The data:
*** Block opens ***

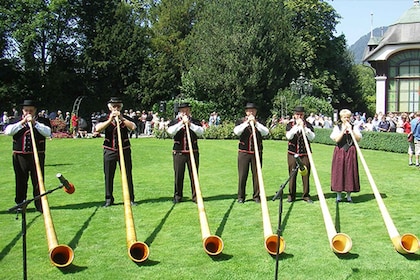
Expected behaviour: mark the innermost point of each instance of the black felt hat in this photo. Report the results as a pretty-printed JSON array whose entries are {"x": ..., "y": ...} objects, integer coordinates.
[
  {"x": 115, "y": 100},
  {"x": 28, "y": 102},
  {"x": 299, "y": 109},
  {"x": 250, "y": 105},
  {"x": 184, "y": 105}
]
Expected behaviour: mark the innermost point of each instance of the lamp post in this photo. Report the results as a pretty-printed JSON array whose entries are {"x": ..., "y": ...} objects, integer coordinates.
[{"x": 301, "y": 86}]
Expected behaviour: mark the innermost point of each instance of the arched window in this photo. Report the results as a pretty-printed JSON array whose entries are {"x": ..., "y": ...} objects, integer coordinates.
[{"x": 404, "y": 82}]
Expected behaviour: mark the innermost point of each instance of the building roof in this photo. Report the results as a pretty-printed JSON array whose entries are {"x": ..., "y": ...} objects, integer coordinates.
[{"x": 406, "y": 30}]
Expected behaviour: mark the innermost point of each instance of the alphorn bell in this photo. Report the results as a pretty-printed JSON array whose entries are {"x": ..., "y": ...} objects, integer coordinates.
[
  {"x": 137, "y": 251},
  {"x": 340, "y": 242},
  {"x": 60, "y": 255},
  {"x": 405, "y": 244},
  {"x": 212, "y": 244},
  {"x": 270, "y": 239}
]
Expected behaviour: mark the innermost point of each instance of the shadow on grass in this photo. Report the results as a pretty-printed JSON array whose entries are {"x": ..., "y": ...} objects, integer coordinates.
[
  {"x": 410, "y": 257},
  {"x": 280, "y": 227},
  {"x": 356, "y": 199},
  {"x": 59, "y": 164},
  {"x": 13, "y": 242},
  {"x": 73, "y": 243},
  {"x": 149, "y": 240},
  {"x": 347, "y": 256},
  {"x": 283, "y": 256},
  {"x": 71, "y": 269}
]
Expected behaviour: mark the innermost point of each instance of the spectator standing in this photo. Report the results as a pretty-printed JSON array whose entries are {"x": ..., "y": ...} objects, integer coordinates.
[
  {"x": 407, "y": 130},
  {"x": 246, "y": 151},
  {"x": 384, "y": 124},
  {"x": 375, "y": 122},
  {"x": 74, "y": 124},
  {"x": 415, "y": 129}
]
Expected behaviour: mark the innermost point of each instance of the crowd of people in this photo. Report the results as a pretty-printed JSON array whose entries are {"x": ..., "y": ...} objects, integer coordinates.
[{"x": 186, "y": 131}]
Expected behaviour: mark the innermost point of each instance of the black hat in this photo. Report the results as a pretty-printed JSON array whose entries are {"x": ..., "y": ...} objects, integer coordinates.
[
  {"x": 184, "y": 105},
  {"x": 115, "y": 100},
  {"x": 28, "y": 102},
  {"x": 250, "y": 105},
  {"x": 299, "y": 109}
]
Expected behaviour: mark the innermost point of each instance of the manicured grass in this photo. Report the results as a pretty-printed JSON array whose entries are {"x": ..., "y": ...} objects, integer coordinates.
[{"x": 172, "y": 232}]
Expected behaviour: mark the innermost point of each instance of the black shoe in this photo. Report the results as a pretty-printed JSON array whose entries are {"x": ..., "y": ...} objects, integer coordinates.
[{"x": 108, "y": 202}]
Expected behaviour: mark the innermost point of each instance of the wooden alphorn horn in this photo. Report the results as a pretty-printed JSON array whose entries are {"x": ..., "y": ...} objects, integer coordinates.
[
  {"x": 212, "y": 244},
  {"x": 340, "y": 242},
  {"x": 270, "y": 239},
  {"x": 405, "y": 244},
  {"x": 137, "y": 251},
  {"x": 60, "y": 255}
]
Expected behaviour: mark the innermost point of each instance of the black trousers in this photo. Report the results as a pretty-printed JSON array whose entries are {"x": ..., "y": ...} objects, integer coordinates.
[
  {"x": 244, "y": 161},
  {"x": 110, "y": 164},
  {"x": 180, "y": 160},
  {"x": 24, "y": 165},
  {"x": 305, "y": 179}
]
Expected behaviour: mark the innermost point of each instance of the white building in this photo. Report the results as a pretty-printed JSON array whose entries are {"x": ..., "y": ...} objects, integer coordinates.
[{"x": 396, "y": 59}]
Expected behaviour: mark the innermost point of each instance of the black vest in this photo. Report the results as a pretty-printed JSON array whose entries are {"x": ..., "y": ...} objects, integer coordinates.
[
  {"x": 111, "y": 136},
  {"x": 180, "y": 138},
  {"x": 22, "y": 140}
]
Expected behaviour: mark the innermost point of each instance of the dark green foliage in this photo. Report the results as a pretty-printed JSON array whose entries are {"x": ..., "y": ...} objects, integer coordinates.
[
  {"x": 381, "y": 141},
  {"x": 224, "y": 53},
  {"x": 224, "y": 131}
]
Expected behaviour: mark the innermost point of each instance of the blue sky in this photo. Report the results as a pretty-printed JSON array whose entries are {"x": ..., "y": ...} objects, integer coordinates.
[{"x": 356, "y": 16}]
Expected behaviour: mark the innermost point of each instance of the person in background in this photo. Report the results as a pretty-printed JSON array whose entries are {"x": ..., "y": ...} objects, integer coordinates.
[
  {"x": 415, "y": 129},
  {"x": 384, "y": 124},
  {"x": 296, "y": 146},
  {"x": 406, "y": 126},
  {"x": 74, "y": 124},
  {"x": 111, "y": 148},
  {"x": 246, "y": 151},
  {"x": 23, "y": 151},
  {"x": 181, "y": 149},
  {"x": 344, "y": 169}
]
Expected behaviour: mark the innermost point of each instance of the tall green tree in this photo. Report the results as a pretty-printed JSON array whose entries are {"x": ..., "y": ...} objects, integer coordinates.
[
  {"x": 115, "y": 49},
  {"x": 172, "y": 21},
  {"x": 40, "y": 36},
  {"x": 239, "y": 51},
  {"x": 321, "y": 56}
]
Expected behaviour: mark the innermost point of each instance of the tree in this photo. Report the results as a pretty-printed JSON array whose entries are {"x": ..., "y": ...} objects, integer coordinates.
[
  {"x": 239, "y": 51},
  {"x": 172, "y": 22},
  {"x": 115, "y": 44}
]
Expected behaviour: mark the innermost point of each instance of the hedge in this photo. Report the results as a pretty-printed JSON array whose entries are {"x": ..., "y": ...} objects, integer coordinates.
[{"x": 381, "y": 141}]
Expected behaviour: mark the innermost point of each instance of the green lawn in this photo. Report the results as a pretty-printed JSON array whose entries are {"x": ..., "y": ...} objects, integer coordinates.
[{"x": 172, "y": 232}]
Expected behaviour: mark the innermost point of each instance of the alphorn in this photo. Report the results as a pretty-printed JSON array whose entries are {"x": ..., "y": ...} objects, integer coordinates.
[
  {"x": 212, "y": 244},
  {"x": 270, "y": 239},
  {"x": 340, "y": 242},
  {"x": 407, "y": 243},
  {"x": 137, "y": 251},
  {"x": 60, "y": 255}
]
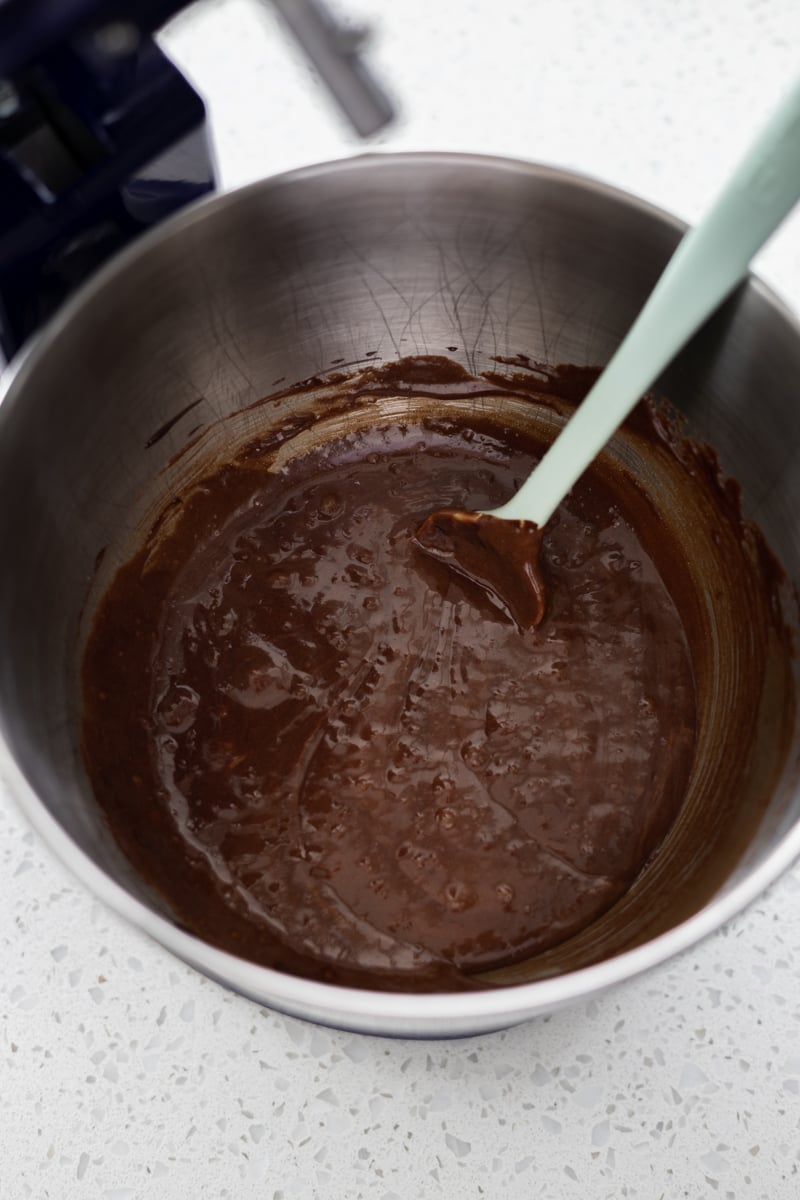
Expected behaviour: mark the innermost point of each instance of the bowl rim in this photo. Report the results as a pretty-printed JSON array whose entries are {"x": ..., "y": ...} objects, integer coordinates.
[{"x": 365, "y": 1009}]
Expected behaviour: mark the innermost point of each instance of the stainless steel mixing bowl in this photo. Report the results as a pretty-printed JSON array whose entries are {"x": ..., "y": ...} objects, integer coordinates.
[{"x": 365, "y": 259}]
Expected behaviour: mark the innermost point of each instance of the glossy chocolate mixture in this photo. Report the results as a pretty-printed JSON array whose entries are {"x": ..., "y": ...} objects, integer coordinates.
[{"x": 335, "y": 755}]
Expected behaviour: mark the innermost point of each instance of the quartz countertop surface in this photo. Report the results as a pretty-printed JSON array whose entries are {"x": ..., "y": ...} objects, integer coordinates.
[{"x": 128, "y": 1077}]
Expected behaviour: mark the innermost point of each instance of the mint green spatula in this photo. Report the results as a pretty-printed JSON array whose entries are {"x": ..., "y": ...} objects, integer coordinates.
[{"x": 709, "y": 263}]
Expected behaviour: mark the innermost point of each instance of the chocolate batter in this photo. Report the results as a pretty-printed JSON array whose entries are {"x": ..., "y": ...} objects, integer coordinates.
[{"x": 335, "y": 755}]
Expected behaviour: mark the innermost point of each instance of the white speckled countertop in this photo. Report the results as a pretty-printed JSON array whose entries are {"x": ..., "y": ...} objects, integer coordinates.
[{"x": 126, "y": 1075}]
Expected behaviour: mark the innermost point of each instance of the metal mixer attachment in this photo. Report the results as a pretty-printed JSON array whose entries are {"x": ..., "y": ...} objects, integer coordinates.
[{"x": 101, "y": 136}]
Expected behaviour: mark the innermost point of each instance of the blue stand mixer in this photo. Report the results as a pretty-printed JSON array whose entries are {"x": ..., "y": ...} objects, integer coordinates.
[{"x": 101, "y": 136}]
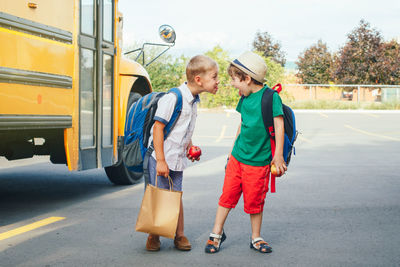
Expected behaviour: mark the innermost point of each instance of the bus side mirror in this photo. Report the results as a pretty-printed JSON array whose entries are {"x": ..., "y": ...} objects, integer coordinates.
[{"x": 167, "y": 34}]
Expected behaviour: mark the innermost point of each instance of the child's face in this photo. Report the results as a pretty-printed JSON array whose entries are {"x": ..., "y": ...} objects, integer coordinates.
[
  {"x": 210, "y": 80},
  {"x": 243, "y": 85}
]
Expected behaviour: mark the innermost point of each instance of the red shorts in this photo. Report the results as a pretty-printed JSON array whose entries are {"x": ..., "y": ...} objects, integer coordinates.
[{"x": 251, "y": 180}]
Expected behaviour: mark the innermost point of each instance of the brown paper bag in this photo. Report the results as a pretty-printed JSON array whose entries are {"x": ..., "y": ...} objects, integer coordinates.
[{"x": 159, "y": 211}]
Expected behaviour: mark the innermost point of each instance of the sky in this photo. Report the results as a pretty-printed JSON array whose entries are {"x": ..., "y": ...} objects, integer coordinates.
[{"x": 295, "y": 24}]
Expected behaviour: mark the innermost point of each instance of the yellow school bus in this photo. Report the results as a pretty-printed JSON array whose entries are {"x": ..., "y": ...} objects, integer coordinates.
[{"x": 64, "y": 86}]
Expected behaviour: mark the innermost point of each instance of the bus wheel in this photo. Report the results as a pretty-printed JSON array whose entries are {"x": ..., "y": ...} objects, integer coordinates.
[{"x": 118, "y": 173}]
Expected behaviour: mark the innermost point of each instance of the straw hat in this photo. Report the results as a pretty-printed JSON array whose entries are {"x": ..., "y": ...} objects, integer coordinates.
[{"x": 252, "y": 64}]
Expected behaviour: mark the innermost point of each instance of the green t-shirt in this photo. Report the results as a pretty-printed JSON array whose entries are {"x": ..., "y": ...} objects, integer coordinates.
[{"x": 252, "y": 146}]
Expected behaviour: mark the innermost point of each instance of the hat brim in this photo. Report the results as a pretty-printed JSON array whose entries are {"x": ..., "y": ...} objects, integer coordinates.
[{"x": 248, "y": 72}]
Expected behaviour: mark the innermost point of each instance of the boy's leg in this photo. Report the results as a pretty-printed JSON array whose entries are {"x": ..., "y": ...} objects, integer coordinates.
[
  {"x": 256, "y": 221},
  {"x": 220, "y": 218}
]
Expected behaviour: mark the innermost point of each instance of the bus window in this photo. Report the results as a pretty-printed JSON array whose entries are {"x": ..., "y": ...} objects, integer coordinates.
[
  {"x": 87, "y": 97},
  {"x": 87, "y": 17},
  {"x": 107, "y": 98},
  {"x": 108, "y": 21}
]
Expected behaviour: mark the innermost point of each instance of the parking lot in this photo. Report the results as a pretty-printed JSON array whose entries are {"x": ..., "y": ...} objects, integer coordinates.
[{"x": 338, "y": 204}]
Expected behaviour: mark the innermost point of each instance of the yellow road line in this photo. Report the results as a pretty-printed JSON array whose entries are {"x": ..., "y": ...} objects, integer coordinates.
[
  {"x": 221, "y": 136},
  {"x": 29, "y": 227},
  {"x": 372, "y": 134}
]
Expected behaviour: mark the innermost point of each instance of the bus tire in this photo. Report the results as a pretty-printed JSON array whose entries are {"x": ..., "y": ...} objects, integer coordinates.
[{"x": 118, "y": 174}]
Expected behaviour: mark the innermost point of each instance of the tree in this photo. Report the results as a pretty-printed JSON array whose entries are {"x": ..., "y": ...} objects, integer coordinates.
[
  {"x": 389, "y": 63},
  {"x": 264, "y": 43},
  {"x": 315, "y": 64},
  {"x": 358, "y": 61}
]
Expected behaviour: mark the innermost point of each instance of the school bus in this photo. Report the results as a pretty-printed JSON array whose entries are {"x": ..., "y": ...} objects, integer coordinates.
[{"x": 64, "y": 85}]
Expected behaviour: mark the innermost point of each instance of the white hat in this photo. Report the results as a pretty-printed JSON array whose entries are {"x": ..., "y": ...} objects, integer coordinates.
[{"x": 251, "y": 64}]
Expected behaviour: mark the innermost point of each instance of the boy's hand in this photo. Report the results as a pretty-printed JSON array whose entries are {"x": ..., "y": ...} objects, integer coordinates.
[
  {"x": 162, "y": 168},
  {"x": 191, "y": 158},
  {"x": 280, "y": 165},
  {"x": 188, "y": 154}
]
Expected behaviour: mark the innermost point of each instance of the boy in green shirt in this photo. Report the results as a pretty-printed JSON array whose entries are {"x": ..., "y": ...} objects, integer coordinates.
[{"x": 248, "y": 167}]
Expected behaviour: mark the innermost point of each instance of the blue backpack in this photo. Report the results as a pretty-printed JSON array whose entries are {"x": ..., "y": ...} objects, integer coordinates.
[
  {"x": 289, "y": 122},
  {"x": 140, "y": 119}
]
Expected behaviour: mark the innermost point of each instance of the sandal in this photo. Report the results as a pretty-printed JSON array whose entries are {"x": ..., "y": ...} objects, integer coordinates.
[
  {"x": 260, "y": 245},
  {"x": 214, "y": 242}
]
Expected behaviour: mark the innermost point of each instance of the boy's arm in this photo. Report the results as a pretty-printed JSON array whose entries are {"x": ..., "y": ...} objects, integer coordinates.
[
  {"x": 237, "y": 134},
  {"x": 278, "y": 160},
  {"x": 158, "y": 142}
]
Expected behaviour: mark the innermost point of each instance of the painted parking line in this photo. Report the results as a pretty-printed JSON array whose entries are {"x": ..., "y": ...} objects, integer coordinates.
[
  {"x": 323, "y": 115},
  {"x": 372, "y": 134},
  {"x": 221, "y": 136},
  {"x": 29, "y": 227},
  {"x": 304, "y": 139},
  {"x": 371, "y": 115}
]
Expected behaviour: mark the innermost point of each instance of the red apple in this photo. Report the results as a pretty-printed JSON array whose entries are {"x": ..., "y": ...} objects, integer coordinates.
[{"x": 195, "y": 152}]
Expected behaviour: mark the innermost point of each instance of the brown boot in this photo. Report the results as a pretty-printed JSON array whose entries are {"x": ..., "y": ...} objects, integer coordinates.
[
  {"x": 182, "y": 243},
  {"x": 153, "y": 243}
]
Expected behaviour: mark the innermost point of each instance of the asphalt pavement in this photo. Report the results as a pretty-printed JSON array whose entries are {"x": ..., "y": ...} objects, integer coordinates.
[{"x": 338, "y": 204}]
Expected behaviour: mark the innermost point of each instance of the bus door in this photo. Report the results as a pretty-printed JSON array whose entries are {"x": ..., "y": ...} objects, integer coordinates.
[{"x": 96, "y": 49}]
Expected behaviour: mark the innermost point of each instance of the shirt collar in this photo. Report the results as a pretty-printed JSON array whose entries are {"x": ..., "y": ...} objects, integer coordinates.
[{"x": 187, "y": 94}]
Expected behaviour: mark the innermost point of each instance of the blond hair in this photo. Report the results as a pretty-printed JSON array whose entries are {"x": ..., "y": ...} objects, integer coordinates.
[{"x": 199, "y": 65}]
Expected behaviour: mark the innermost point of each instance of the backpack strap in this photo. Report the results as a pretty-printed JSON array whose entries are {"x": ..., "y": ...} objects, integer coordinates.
[
  {"x": 167, "y": 130},
  {"x": 177, "y": 112},
  {"x": 266, "y": 111}
]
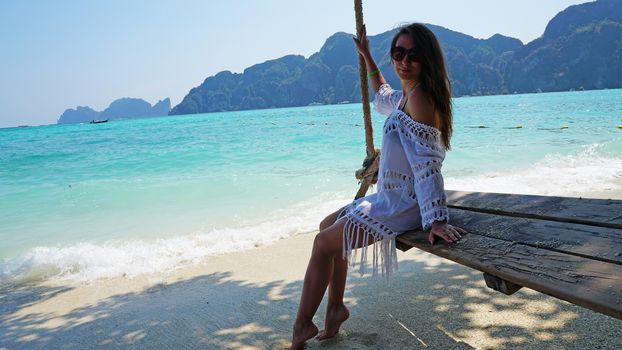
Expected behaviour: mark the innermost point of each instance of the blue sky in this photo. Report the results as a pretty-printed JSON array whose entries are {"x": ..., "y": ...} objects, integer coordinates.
[{"x": 66, "y": 53}]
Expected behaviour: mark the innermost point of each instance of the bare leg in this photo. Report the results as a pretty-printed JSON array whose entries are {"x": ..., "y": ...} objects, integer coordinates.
[
  {"x": 321, "y": 270},
  {"x": 336, "y": 310}
]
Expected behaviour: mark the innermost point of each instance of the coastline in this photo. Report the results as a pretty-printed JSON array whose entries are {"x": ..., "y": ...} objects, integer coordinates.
[{"x": 249, "y": 299}]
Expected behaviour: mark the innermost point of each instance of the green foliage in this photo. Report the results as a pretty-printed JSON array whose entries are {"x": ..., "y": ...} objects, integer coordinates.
[{"x": 581, "y": 48}]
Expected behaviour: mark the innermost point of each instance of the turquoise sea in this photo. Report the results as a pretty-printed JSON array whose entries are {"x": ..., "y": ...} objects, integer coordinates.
[{"x": 86, "y": 201}]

*** Block closes ***

What you have to do: Starting at the line that contains "of the bare", print every line through the end of the listing, word for word. Leave out all the rest.

Task solution:
Expected behaviour: mark the innermost point of each instance of the bare leg in this photo. Report the results as a pretty-printed JSON array whose entries are {"x": ..., "y": ...} objects, integer coordinates.
[
  {"x": 321, "y": 270},
  {"x": 336, "y": 310}
]
Expected behaviour: mark the innermost point of each instance of the coastline in this photo. Report the results as a pretty-printed JSON array whose entries are {"x": ..., "y": ...} objects, integer coordinates.
[{"x": 249, "y": 299}]
Expected behaviour: mark the innermost point of each instance of the green foliage in this photo. Report the results as a pretty-printed JSON array whose entries are {"x": ..., "y": ...} objects, integer coordinates.
[{"x": 581, "y": 48}]
Expected behaviour: mark the innermost point of each instance of the turquoise sea in this photo. Report the results as a pretty-printed JSON array whose entries are {"x": ..., "y": ...} objects, integer coordinates.
[{"x": 86, "y": 201}]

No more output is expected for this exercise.